● TEXT SHOWN:
━━━━━━━━━━━━━━━━

Methods: In a retrospective multicentric study, we reviewed the records of 569 patients with ADPKD, hospitalized in a nephrology department or followed at the outpatient department of university and regional hospitals covering the north and the center of the country, during the period (1969-2016). Epidemioclinical, paraclinical, therapeutic and evolutive data were collected based on medical observations. Prognostic factors of renal survival were analyzed by multivariate analysis using the comparison of the survival rates by the log rank test.

Results: The mean age of patients was 48,54 ± 13,68 years, 14% were young adults (<40 years). There were 272 female patients and 297 male patients (sex-ratio M/F = 1.09). Thirty eight percent of patients were from the northest. A family history of ADPKD was found in 43.7 % of cases. Renal symptoms were dominated by lombalgia, renal failure, hypertension and hematuria in respectively 51.9%, 48.2%, 29.1% and 24.6%. The median serum creatinine level was 459 µmol/l (range : 47-2454), hypertension had preceded the onset of ADPKD in 28.8% of cases. Extra-renal manifestations consisted in liver cysts  (43.5%), cardiac involvement (31.9%), cerebral aneurysms (12.9%) and gastro-intestinal involvement (9.4%). Urologic complications were observed in 54.6% of cases. ESRD occured in 43.1% after a mean follow-up of 47 months (range : 0-384). Risk factors of poor renal prognosis were: age >40 years (P=0.009), hematuria (P= 0.034), hemoglobine >14 g/dl (p=0.0013), high uricemia level (P=0.001) and leucocyturia (P=0.02). Age >40 years and leucocyturia were independant factors associated with poor renal survival. Death occured in 59 cases (10.3%) mostly caused by infectious complications (44.1%).

Conclusion: In our study, ADPKD was tardily diagnosed for most cases. We emphasize the importance of the family screening which will enable early detection and management of the complications associated with the ADPKD.

━━━━━━━━━━━━━━━━

● SET OF TASKS:
[1] Decide whether each statement agrees with the ADPKD abstract, answering yes or no and quoting the words of the abstract that settle it: (a) The study reviewed the records of 569 patients. (b) Female patients outnumbered male patients. (c) Most deaths were caused by cardiac complications.
[2] List every risk factor of poor renal prognosis that the ADPKD abstract names, with its P value.

● GIVEN INFORMATION:
━━━━━━━━━━━━━━━━

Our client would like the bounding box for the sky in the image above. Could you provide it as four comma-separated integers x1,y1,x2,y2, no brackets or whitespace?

━━━━━━━━━━━━━━━━

● OUTPUTS BY TASK:
[1]
(a) Yes: "we reviewed the records of 569 patients with ADPKD"
(b) No: "There were 272 female patients and 297 male patients"
(c) No: "mostly caused by infectious complications (44.1%)"

[2]
- age >40 years (P=0.009)
- hematuria (P= 0.034)
- hemoglobine >14 g/dl (p=0.0013)
- high uricemia level (P=0.001)
- leucocyturia (P=0.02)